▶ Information provided:
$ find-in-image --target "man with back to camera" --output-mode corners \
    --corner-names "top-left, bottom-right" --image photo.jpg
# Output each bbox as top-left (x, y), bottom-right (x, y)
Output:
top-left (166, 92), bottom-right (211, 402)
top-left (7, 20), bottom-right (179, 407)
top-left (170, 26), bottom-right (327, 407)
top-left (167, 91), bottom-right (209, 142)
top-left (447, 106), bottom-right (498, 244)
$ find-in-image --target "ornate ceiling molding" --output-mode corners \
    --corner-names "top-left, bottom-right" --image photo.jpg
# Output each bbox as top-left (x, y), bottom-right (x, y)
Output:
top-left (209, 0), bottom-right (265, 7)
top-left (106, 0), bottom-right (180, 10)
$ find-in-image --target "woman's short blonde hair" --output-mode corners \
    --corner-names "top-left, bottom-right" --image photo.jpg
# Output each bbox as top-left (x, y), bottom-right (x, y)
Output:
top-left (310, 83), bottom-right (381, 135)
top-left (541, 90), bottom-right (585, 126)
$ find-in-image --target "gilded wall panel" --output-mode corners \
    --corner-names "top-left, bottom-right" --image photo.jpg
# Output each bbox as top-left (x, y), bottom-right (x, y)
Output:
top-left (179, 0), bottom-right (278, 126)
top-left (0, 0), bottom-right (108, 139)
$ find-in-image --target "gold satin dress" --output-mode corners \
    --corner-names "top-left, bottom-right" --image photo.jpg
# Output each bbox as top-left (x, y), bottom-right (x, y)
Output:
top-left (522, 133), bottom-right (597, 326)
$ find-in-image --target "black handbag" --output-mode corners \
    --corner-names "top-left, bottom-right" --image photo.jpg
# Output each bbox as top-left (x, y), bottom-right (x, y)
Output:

▶ Exercise details: Each line must be set down again exactly as above, with no line omitted.

▶ Result of this exercise:
$ find-in-image --target "man with back to camera" --output-mode corners \
    --corner-names "top-left, bottom-right" --image photo.jpg
# Output each bbox as top-left (x, y), bottom-right (x, y)
Output:
top-left (166, 92), bottom-right (211, 402)
top-left (7, 20), bottom-right (179, 407)
top-left (170, 26), bottom-right (327, 407)
top-left (167, 91), bottom-right (209, 142)
top-left (447, 106), bottom-right (498, 244)
$ find-in-image --target "ornate ceiling molding" --output-mode corners \
    --corner-names "top-left, bottom-right" --image photo.jpg
# Output each bbox as top-left (x, y), bottom-right (x, y)
Output:
top-left (209, 0), bottom-right (265, 7)
top-left (106, 0), bottom-right (180, 10)
$ find-in-image --target "woman's short blonde hair" --output-mode corners \
    --corner-names "top-left, bottom-right" --image photo.jpg
# Output each bbox as top-left (x, y), bottom-right (x, y)
Output:
top-left (310, 83), bottom-right (381, 135)
top-left (541, 90), bottom-right (585, 126)
$ find-in-image --target "gilded wall panel" --output-mode corners \
    --corner-names "top-left, bottom-right" --image photo.jpg
# Output each bbox as top-left (x, y), bottom-right (x, y)
Output:
top-left (179, 0), bottom-right (278, 126)
top-left (0, 0), bottom-right (108, 139)
$ find-in-image --target "gold satin dress" --output-mode corners \
    --corner-names "top-left, bottom-right" --image photo.jpg
# Output each bbox as top-left (x, y), bottom-right (x, y)
Output:
top-left (522, 133), bottom-right (597, 326)
$ find-in-image --target "black handbag" --output-mode corners \
    --corner-names "top-left, bottom-right" --image photo.jpg
# Output each bbox as top-left (x, y), bottom-right (x, y)
Output:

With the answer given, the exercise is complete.